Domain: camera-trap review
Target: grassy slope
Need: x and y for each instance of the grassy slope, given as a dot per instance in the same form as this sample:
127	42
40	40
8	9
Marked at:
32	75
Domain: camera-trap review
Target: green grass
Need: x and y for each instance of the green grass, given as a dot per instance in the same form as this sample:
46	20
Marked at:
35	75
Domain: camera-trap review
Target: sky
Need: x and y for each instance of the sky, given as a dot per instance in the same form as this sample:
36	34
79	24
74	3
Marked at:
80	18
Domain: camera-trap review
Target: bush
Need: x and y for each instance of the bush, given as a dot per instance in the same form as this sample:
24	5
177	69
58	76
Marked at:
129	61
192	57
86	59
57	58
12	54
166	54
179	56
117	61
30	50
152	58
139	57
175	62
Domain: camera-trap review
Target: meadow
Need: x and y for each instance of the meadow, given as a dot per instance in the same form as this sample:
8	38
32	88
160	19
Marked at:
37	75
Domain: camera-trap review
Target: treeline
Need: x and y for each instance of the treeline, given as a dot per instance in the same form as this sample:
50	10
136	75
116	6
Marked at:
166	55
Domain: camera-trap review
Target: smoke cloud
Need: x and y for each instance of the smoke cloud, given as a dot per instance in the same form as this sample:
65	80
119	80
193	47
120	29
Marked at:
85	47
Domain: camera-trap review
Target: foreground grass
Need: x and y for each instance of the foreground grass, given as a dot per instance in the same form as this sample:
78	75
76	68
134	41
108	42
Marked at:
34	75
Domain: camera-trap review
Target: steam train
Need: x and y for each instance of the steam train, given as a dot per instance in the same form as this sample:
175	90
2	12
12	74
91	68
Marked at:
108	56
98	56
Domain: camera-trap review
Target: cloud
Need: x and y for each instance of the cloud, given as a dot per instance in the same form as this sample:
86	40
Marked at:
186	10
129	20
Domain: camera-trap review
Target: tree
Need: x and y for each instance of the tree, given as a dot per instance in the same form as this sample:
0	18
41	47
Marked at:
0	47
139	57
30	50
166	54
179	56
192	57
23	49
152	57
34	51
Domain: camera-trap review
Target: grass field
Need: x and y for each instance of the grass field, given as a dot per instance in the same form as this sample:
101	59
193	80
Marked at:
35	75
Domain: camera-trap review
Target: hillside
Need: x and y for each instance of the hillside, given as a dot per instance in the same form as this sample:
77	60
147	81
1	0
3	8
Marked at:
::::
Copy every line above exactly.

Domain: camera-trap review
Target: grassy slope
Need: x and y for each instance of the grassy slope, given as a dot per instance in the same form as this sample:
127	42
40	40
8	9
Marked at:
32	75
Domain: camera-trap review
Target: green grass
Need: x and y for each instance of the green grass, given as a dot per instance in the same form as this sample:
46	20
Marked at:
35	75
Domain: camera-trap review
Target: sky
Need: x and y for each instance of the sky, given as a dot per instance in the same form as this sample:
36	34
79	24
74	3
Marked at:
80	18
Domain: camera-trap review
Target: bush
Need: x and y for each instance of the bush, given as a dot per instance in the same form as this sample:
24	5
177	69
58	76
Marked at:
129	61
192	57
86	59
57	58
12	54
166	54
179	56
117	61
30	50
152	58
139	57
175	62
Domain: camera-trap review
Target: meadow
Need: x and y for each instance of the meadow, given as a dot per instance in the same form as this sample:
8	38
32	88
160	19
Marked at:
37	75
Domain: camera-trap review
Target: treeline
Need: x and y for each instance of the treeline, given as a dot per instance in the same form as this sample:
50	10
136	75
116	6
Marked at:
166	55
Domain: camera-trap review
Target: smoke cloud
Need: x and y for each instance of the smoke cloud, given as a dot per instance in the same form as this sample:
65	80
119	80
193	47
120	29
Marked at:
85	47
Domain: camera-trap review
Target: foreground grass
Need: x and y for each instance of the foreground grass, given as a dot per instance in the same form as this sample:
78	75
76	68
134	41
108	42
Marked at:
34	75
Domain: camera-trap review
Target: steam train
Need: x and y for each instance of the steam train, given as a dot per instance in the same form as this sample:
175	90
2	12
12	74
91	68
Marked at:
108	56
98	56
Domain: camera-trap review
Target: cloud
Need: x and y for each instance of the cloud, given as a dot per instance in the same form as this sample:
86	40
Marked at:
186	10
129	20
Domain: camera-trap review
Target: tree
Need: x and y for each instance of the tree, given as a dot per instance in the same form as this sample:
0	18
41	47
Marked at:
0	47
139	57
30	50
166	54
179	56
192	57
23	49
152	57
34	51
Domain: camera-trap review
Target: grass field
Need: x and y for each instance of the grass field, given as a dot per instance in the same form as this sample:
101	59
193	80
Marked at:
35	75
Domain: camera-trap review
Target: hillside
Need: x and y for each instance of the hillside, given as a dot per instance in the same form as this sample:
77	60
147	81
1	0
3	8
Marked at:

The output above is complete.